**Task goal**: In the stretch of material from the line containing "Determine the location of the light switch" through the end of the material, swap "Determine" for "Identify" and reproduce those lines with nothing else altered.

**Exercise inputs**:
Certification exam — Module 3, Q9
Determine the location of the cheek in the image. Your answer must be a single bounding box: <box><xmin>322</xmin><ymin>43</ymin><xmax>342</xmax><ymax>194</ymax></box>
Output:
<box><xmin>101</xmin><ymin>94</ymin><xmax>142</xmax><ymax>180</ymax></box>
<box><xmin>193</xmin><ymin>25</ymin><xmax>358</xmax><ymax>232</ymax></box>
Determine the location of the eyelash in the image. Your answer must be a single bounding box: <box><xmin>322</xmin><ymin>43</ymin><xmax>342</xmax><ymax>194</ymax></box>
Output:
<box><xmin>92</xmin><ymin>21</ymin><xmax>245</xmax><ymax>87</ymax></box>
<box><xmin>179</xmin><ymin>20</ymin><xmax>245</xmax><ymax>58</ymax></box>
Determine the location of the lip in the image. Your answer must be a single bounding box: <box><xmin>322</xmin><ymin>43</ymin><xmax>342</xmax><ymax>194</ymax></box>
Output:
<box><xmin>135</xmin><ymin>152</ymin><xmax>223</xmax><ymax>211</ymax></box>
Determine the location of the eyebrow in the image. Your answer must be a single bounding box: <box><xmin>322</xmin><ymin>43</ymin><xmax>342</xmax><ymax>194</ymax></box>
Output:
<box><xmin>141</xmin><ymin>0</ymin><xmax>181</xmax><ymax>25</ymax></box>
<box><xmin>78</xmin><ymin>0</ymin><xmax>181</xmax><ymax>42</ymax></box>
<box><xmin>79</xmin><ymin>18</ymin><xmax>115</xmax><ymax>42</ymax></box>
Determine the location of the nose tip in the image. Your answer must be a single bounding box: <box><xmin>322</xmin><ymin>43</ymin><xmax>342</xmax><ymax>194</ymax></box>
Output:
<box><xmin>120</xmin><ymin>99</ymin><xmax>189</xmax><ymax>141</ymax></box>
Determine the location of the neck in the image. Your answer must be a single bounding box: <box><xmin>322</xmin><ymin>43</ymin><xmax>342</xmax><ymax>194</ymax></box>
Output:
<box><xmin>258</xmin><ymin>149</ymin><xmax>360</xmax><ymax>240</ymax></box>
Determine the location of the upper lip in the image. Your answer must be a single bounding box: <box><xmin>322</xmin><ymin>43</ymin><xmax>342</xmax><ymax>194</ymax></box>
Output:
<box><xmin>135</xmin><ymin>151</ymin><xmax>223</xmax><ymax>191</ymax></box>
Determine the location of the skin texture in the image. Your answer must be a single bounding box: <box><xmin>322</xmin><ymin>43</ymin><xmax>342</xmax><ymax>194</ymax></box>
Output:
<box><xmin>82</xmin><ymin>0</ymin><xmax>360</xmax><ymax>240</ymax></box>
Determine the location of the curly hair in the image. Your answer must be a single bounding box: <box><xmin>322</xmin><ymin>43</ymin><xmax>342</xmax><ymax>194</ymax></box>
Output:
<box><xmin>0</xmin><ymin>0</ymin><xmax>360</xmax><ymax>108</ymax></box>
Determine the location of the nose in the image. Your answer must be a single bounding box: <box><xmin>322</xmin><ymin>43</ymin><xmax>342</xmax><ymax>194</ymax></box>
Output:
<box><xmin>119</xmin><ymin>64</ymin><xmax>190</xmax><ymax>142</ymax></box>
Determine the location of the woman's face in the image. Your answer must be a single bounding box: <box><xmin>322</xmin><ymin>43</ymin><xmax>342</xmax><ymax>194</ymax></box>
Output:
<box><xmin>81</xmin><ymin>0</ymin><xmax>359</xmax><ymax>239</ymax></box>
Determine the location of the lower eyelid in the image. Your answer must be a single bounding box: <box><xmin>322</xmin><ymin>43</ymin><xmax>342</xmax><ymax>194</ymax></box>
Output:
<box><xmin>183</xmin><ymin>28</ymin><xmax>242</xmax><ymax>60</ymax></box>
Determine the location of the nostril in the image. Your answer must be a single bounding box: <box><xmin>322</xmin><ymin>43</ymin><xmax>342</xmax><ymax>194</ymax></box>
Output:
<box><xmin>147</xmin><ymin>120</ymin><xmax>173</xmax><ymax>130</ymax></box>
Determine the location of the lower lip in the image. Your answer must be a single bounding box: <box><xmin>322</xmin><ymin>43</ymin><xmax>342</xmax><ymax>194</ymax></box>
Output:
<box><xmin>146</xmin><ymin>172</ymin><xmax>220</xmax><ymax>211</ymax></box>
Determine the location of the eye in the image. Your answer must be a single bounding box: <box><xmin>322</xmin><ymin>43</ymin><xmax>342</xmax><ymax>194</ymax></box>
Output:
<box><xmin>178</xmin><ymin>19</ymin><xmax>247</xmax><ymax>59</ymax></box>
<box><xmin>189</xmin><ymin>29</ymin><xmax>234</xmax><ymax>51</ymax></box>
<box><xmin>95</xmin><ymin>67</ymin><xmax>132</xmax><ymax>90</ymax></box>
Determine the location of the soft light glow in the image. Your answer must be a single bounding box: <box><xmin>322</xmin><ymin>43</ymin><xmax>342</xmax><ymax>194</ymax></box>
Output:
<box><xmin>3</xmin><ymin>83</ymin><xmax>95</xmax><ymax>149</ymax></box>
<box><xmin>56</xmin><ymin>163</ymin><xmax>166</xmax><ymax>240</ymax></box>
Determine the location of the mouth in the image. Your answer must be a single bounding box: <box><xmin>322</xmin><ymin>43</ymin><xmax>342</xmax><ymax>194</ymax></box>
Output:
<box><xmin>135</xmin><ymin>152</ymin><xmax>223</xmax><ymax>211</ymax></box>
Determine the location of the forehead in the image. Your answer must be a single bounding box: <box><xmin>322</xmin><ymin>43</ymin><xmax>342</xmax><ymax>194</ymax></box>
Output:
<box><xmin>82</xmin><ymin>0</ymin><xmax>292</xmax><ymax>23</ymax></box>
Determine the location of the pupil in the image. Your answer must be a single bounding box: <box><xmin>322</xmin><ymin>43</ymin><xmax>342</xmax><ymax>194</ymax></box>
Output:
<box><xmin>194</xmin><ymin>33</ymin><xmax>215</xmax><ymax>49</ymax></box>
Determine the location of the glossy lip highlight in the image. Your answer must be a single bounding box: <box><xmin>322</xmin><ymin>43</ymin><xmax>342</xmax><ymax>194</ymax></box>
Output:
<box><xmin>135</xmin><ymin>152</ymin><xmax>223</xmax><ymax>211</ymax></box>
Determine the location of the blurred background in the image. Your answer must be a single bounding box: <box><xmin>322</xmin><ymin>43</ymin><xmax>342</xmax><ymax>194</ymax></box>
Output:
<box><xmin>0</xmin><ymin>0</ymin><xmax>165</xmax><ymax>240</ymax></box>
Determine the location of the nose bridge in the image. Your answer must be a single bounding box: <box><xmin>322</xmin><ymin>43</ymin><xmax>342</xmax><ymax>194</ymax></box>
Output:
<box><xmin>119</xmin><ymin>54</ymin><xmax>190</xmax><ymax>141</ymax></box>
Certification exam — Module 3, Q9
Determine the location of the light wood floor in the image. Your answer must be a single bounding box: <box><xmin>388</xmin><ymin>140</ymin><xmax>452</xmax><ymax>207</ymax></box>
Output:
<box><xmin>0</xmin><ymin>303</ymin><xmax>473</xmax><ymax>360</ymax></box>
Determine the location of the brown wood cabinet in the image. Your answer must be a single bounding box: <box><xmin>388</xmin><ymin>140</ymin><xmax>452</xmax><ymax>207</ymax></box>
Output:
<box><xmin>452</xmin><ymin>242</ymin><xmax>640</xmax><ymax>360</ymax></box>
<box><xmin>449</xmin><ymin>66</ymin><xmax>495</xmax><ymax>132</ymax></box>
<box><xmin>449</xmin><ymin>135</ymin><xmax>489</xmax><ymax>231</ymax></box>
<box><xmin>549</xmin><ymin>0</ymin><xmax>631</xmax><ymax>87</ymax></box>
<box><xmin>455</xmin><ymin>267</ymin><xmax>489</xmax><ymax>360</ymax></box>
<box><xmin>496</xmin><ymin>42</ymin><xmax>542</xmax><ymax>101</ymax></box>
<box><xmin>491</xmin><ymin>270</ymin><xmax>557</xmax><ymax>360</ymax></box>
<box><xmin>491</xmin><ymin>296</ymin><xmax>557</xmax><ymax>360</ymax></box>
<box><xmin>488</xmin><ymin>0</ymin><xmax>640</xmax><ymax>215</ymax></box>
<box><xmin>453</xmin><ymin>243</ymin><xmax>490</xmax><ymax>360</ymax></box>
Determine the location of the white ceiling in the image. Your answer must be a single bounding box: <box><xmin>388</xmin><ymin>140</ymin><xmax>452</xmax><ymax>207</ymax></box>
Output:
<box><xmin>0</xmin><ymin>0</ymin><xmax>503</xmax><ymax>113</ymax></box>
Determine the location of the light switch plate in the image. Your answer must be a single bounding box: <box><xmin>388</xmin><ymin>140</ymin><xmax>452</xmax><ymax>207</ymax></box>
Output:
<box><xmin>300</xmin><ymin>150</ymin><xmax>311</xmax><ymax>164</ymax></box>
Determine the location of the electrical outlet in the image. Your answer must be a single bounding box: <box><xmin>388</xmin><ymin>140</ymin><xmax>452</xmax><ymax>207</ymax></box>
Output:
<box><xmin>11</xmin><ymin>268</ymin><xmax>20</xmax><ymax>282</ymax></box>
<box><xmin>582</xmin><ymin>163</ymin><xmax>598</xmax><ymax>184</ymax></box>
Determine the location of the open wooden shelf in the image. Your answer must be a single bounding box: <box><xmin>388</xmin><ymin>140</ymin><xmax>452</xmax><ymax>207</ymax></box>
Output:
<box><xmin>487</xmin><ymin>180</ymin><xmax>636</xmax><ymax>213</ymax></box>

**The solution**:
Identify the location of the light switch plate in the image. Your answer must be a single bounding box: <box><xmin>388</xmin><ymin>140</ymin><xmax>452</xmax><ymax>207</ymax></box>
Output:
<box><xmin>300</xmin><ymin>150</ymin><xmax>311</xmax><ymax>164</ymax></box>
Identify the location of the electrical outlet in the image. Your answer must be a single bounding box: <box><xmin>388</xmin><ymin>140</ymin><xmax>452</xmax><ymax>207</ymax></box>
Output:
<box><xmin>11</xmin><ymin>268</ymin><xmax>20</xmax><ymax>282</ymax></box>
<box><xmin>582</xmin><ymin>163</ymin><xmax>598</xmax><ymax>184</ymax></box>
Identify the location of the open wooden shelf in the image. Your answer must be a single bounding box: <box><xmin>388</xmin><ymin>140</ymin><xmax>452</xmax><ymax>207</ymax></box>
Output:
<box><xmin>487</xmin><ymin>180</ymin><xmax>636</xmax><ymax>213</ymax></box>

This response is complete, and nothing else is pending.